> WHAT YOU NEED TO DO:
Extend the forum discussion below on whether science can measure intention, beginning immediately after its final sentence.
[[ EXERCISE PASSAGE, beginning ]]
Re: Uncertain Minds: How the West Misunderstands Buddhism

Postby Alex123 » Wed Jun 20, 2012 6:06 pm

kirk5a wrote:Has science measured intention yet?


There is such POV. We can see brain and its workings. We can measure. We can alter the functioning of the mind by altering the brain. At least some mental states seem to correspond, and appear to be causally dependent on the brain. There is big problem with interaction to assume two phenomena (mind & brain).
Some scientists claim that mental state = brain state . So then the science DOES measure intention.
”Even the water melting from the snow-capped peaks finds its way to the ocean."
User avatar
Alex123
 
Posts: 2865
Joined: Wed Mar 10, 2010 11:32 pm

Re: Uncertain Minds: How the West Misunderstands Buddhism

Postby Nyana » Wed Jun 20, 2012 6:24 pm

Alex123 wrote:
kirk5a wrote:Has science measured intention yet?


There is such POV. We can see brain and its workings. We can measure. We can alter the functioning of the mind by altering the brain. At least some mental states seem to correspond, and appear to be causally dependent on the brain. There is big problem with interaction to assume two phenomena (mind & brain).
Some scientists claim that mental state = brain state . So then the science DOES measure intention.

Well, for what it's worth, a point that should be acknowledged is that believing in the philosophy of physicalism based on the current Western scientific knowledge of consciousness is quite unsatisfactory. John Searle, quoted in The Future of Consciousness Studies:

    At our present state of the investigation of consciousness, we don't know how it works and we need to try all kinds of different ideas.
[[ EXERCISE PASSAGE, end ]]
[[ AVAILABLE DATA, beginning ]]
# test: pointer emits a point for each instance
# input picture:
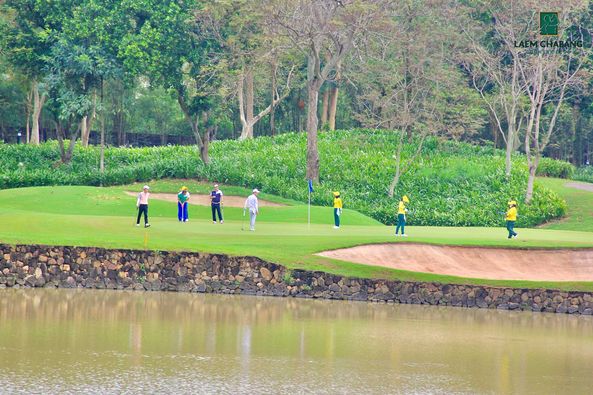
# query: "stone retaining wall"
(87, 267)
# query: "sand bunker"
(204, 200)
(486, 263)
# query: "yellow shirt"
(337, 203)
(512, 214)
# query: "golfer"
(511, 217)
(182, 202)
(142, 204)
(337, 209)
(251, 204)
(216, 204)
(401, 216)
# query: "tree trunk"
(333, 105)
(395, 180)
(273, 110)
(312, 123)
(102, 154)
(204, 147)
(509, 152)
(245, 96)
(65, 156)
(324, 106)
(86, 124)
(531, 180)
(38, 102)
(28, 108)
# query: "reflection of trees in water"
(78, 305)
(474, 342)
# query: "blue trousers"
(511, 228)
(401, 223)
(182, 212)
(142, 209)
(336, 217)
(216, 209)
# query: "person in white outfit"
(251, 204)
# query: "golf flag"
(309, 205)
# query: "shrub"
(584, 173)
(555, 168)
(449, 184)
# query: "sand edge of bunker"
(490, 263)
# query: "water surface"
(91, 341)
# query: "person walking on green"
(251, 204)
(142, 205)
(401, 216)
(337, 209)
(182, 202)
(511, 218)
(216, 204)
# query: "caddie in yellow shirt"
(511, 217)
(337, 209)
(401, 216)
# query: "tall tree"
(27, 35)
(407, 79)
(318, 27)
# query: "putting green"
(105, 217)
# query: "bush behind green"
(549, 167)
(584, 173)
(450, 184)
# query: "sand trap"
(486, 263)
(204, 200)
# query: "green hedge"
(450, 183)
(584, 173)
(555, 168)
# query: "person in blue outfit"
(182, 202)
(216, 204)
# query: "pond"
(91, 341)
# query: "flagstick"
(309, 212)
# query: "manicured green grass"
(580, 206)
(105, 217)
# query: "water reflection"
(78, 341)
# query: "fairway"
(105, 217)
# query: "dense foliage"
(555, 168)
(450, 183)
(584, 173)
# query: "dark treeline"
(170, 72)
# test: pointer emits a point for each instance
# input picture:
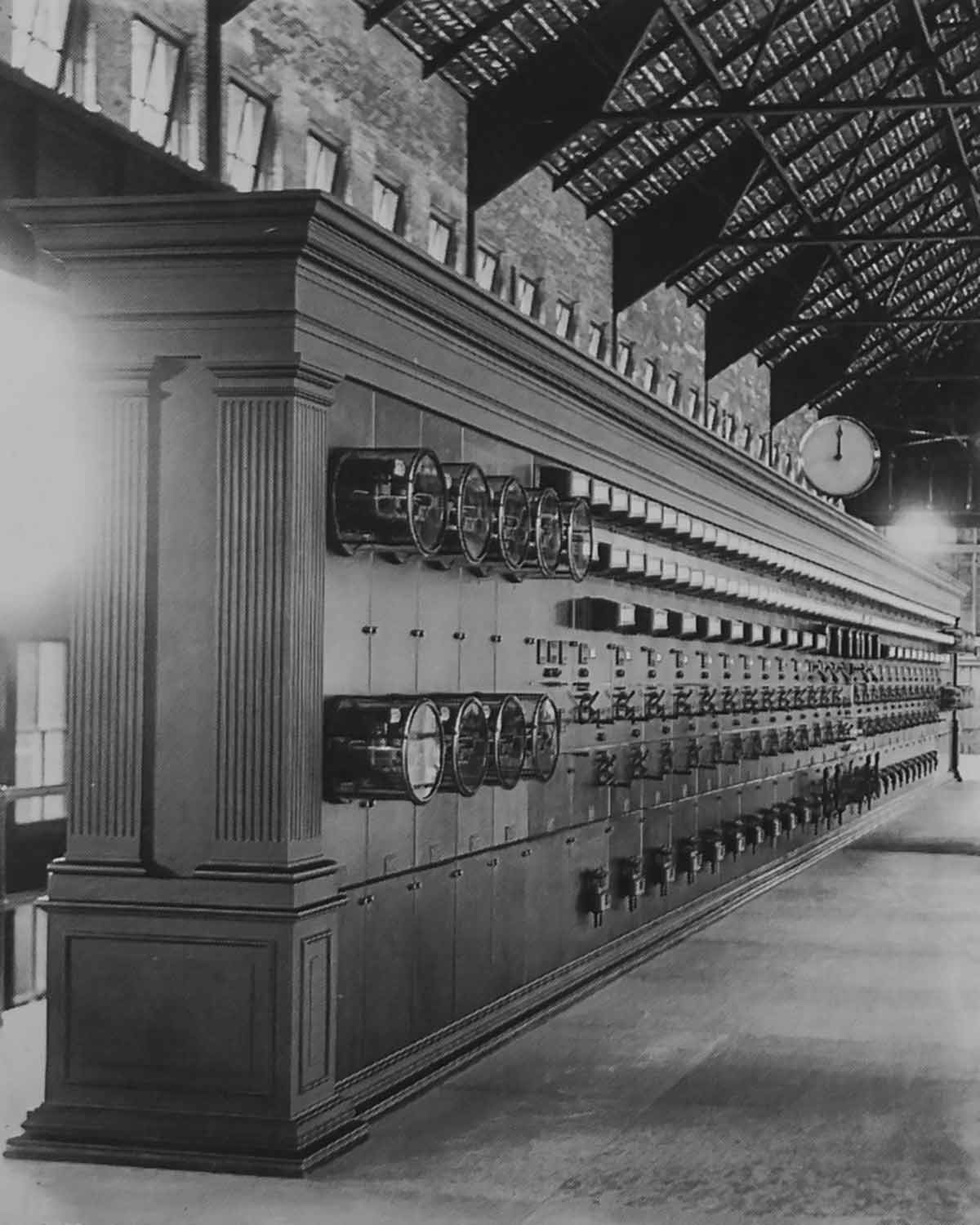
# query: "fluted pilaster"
[[ AVAILABLE DATA, end ]]
> EXERCISE RESULT:
Jerry A. Fodor, The Big Idea: Can There Be a Science of the Mind:

    Nobody has the slightest idea how anything material could be conscious. Nobody even knows what it would be like to have the slightest idea about how anything material could be conscious.

Ned Block, "Consciousness," in A Companion to the Philosophy of Mind:

    We have no conception of our physical or functional nature that allows us to understand how it could explain our subjective experience.... in the case of consciousness we have nothing -- zilch -- worthy of being called a research program, nor are there any substantive proposals about how to go about starting one.

Alan Wallace, Hidden Dimensions:

    A true revolution in the mind sciences has been delayed by an enforced conformity to the unnatural ideological and methodological constraints imposed by the assumptions of scientific materialism, particularly neo-Darwinism. One such assumption is that mental phenomena are equivalent to neurophysiological processes in the brain, an empirically uncorroborated belief. If the first revolution in the mind sciences is to take place, such unsubstantiated ideas must be suspended and new methodologies must be employed that are uniquely suited to the scientific study of mental phenomena, including consciousness. In other words, science can either continue to let its study of the mind be dominated by the metaphysical assumptions of a well-established ideology or pursue the open-minded, empirical investigation of mental phenomena, even if it calls into question some of the most deeply held scientific beliefs based on classical physics and contemporary biology.

And just one area of investigation that isn't easily compatible with physicalism is the phenomenon of NDE experienced during cardiac arrest. Sam Parina, et al, A Qualitative and Quantitative Study of the Incidence, Features and Aetiology of Near Death Experiences in Cardiac Arrest Survivors:

    The data suggests that in this cardiac arrest model, the NDE arises during unconsciousness. This is a surprising conclusion, because when the brain is so dysfunctional that the patient is deeply comatose, the cerebral structures which underpin subjective experience and memory must be severely impaired. Complex experiences such as are reported in the NDE should not arise or be retained in memory. Such patients would be expected to have no subjective experience ... or at best a confusional state if some brain function is retained. Even if the unconscious brain is flooded by neurotransmitters, this should not produce clear, lucid, remembered experiences, as those cerebral modules which generate conscious experience and underpin memory are impaired by cerebral anoxia. The fact that in a cardiac arrest loss of cortical function precedes the rapid loss of brainstem activity lends further support to this view.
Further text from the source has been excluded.